**Information shown:**
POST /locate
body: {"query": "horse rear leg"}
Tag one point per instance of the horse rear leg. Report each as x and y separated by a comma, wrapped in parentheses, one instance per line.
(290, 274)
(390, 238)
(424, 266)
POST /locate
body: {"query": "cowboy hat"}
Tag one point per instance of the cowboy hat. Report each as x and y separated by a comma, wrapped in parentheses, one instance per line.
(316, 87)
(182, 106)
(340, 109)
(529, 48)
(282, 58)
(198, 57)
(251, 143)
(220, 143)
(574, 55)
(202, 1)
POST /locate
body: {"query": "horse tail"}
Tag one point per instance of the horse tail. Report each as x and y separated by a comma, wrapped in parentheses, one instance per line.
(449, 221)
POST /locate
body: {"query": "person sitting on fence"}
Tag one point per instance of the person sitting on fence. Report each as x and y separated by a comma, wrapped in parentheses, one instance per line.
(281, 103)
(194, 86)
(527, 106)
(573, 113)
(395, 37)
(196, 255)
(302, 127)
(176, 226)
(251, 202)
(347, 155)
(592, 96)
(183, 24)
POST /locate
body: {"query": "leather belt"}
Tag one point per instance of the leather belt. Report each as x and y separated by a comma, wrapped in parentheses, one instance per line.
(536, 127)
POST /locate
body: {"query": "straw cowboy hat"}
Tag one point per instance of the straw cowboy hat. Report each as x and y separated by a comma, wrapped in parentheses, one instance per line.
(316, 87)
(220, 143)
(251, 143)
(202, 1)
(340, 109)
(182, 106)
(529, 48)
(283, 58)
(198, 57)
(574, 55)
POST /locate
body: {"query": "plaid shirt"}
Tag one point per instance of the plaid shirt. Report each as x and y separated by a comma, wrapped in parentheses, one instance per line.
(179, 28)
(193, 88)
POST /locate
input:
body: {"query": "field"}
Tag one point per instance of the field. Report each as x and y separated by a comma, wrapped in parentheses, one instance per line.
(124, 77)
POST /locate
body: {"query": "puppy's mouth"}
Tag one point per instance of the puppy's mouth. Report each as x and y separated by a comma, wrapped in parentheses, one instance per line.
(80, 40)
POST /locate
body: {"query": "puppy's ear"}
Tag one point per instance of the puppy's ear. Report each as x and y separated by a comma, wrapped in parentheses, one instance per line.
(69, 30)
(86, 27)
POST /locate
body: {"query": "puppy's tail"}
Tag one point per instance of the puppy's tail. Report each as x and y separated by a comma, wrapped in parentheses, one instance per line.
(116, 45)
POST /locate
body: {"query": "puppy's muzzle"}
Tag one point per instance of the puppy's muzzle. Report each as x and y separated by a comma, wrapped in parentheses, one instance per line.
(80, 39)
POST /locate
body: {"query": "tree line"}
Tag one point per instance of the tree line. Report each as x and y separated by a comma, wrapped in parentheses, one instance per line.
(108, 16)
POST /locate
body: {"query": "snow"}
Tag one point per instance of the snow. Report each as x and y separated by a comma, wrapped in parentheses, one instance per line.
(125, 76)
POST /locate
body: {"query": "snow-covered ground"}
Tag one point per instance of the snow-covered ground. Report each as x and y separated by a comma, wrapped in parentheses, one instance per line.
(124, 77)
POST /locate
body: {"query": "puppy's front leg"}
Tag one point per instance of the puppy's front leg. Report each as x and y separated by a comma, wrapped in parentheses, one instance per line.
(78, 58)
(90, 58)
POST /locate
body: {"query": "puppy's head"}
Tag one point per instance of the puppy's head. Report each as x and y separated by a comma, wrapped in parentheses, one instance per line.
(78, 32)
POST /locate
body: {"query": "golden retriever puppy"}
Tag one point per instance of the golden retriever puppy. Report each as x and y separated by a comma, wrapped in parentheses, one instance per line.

**To do:** What is needed here is an exact reproduction of all the entries.

**Response:**
POST /locate
body: {"query": "horse rear leg"}
Tag one point per instance of the horse rear leg. Report each as x and y separated by a comma, wrapped in parentheses, one instance per line.
(290, 274)
(390, 238)
(424, 266)
POST /locate
body: {"query": "cowboy hat"}
Tag one point per instance of the cowboy hat. Report each as x and y separated by a comma, wrapped in parentheses, one instance per line.
(316, 87)
(182, 106)
(340, 109)
(529, 48)
(282, 58)
(198, 57)
(251, 143)
(220, 143)
(574, 55)
(202, 1)
POST /locate
body: {"query": "horse tail"}
Tag one point per instance of the horse tail. Report each as x and y separated by a comma, wrapped in parentheses, one instance per line.
(449, 221)
POST /locate
body: {"query": "person sitting on fence"}
Tag one point per instance of the person sitting on fence. Report each as x and y separated by a comma, wrapped in parentheses, one instance per line.
(281, 103)
(194, 86)
(527, 106)
(573, 113)
(395, 37)
(196, 255)
(302, 127)
(176, 226)
(251, 202)
(347, 155)
(592, 96)
(183, 24)
POST /locate
body: {"query": "leather belt"}
Tag one point per instance of the leather belt. Report each as x and y separated by a comma, wrapped in parentheses, one instance per line.
(536, 127)
POST /locate
body: {"query": "straw cowboy hat"}
Tag one point per instance of the straw cowboy hat. Report each as x and y separated by a comma, wrapped in parentheses, one instance per line.
(316, 87)
(220, 143)
(251, 143)
(202, 1)
(340, 109)
(182, 106)
(529, 48)
(283, 58)
(198, 57)
(574, 55)
POST /locate
body: {"query": "plaid shirt"}
Tag one point per instance of the plaid shirt. Report each as x and y separated by a comma, wrapped in parentheses, one instance per line.
(179, 28)
(193, 88)
POST /locate
input:
body: {"query": "field"}
Tag one point per instance of the field. Report each as x and y separated by a comma, wrapped in parentheses, one instance per line.
(124, 77)
POST /locate
body: {"query": "puppy's mouth"}
Tag one point per instance of the puppy's mouth. Report each as x and y separated by a comma, wrapped in parentheses, one instance per line.
(80, 40)
POST /locate
body: {"query": "puppy's ear"}
Tag one point per instance of the puppy's ear. Report each as x and y separated by a comma, wrapped in parentheses, one instance per line.
(69, 30)
(86, 27)
POST /locate
body: {"query": "puppy's tail"}
Tag one point per instance of the puppy's tail. Report each as x and y separated by a comma, wrapped in parentheses, one instance per line.
(116, 45)
POST /locate
body: {"query": "puppy's muzzle"}
Tag one point per instance of the puppy's muzzle. Report each as x and y separated by a comma, wrapped in parentheses, one instance per line.
(80, 39)
POST /locate
body: {"query": "tree line"}
Tag one point per instance of the tree line. Report each as x and y separated by a comma, wrapped in parentheses, one instance per line.
(108, 16)
POST /locate
body: {"query": "snow"}
Tag one point per instance of the snow. Report each as x and y separated by a comma, wrapped in parentheses, one instance per line.
(125, 76)
POST /locate
body: {"query": "snow-covered ground"}
Tag one point per instance of the snow-covered ground. Report each as x and y separated by a comma, wrapped in parentheses, one instance per line.
(124, 77)
POST /locate
body: {"query": "puppy's front leg"}
Tag one point per instance of the puppy's front leg. Report each as x and y separated by a comma, wrapped in parentheses, one instance per line.
(78, 58)
(90, 58)
POST /locate
body: {"query": "puppy's head"}
Tag one point per instance of the puppy's head. Report each as x and y separated by a comma, wrapped in parentheses, one instance per line.
(78, 32)
POST /locate
body: {"query": "golden retriever puppy"}
Tag one point per instance of the golden retriever puppy. Report each as x and y separated by a comma, wrapped in parentheses, one instance per line.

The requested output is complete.